● Goal
Copy the entries below word for word, starting with the line that contains "Where is the stone" and running through the last entry, both ends included.

● Material

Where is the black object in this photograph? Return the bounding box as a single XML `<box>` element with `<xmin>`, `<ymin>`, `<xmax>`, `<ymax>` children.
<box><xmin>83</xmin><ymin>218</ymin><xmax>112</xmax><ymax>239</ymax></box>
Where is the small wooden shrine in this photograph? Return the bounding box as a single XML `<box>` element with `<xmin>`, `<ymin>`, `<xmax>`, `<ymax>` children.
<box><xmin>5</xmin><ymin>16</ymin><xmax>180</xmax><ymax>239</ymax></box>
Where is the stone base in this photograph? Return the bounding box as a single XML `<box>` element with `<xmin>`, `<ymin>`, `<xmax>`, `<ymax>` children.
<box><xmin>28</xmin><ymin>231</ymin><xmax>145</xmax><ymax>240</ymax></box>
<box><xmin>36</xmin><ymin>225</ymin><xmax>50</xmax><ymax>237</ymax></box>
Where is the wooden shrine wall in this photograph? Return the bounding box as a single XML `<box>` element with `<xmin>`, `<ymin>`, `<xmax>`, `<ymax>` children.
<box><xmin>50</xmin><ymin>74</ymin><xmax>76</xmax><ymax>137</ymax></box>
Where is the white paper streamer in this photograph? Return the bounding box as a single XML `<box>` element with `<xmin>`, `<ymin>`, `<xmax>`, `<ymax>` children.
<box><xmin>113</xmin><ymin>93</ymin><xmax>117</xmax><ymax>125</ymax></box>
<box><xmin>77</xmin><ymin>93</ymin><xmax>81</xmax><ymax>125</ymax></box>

● Result for this task
Where is the stone base in this photograph? Return the bounding box as a single XML `<box>` element with `<xmin>`, `<ymin>`, `<xmax>`, `<ymax>` children.
<box><xmin>28</xmin><ymin>231</ymin><xmax>145</xmax><ymax>240</ymax></box>
<box><xmin>36</xmin><ymin>225</ymin><xmax>50</xmax><ymax>237</ymax></box>
Where is the wooden shrine wall in this photograph? Return the bounding box as a single XML `<box>` element with `<xmin>`, `<ymin>`, `<xmax>`, `<ymax>` children.
<box><xmin>50</xmin><ymin>74</ymin><xmax>76</xmax><ymax>137</ymax></box>
Where is the white paper streamer in this photograph? Return the bounding box as a single XML `<box>` element with `<xmin>`, `<ymin>`, `<xmax>`, `<ymax>` children.
<box><xmin>113</xmin><ymin>93</ymin><xmax>117</xmax><ymax>125</ymax></box>
<box><xmin>77</xmin><ymin>93</ymin><xmax>81</xmax><ymax>125</ymax></box>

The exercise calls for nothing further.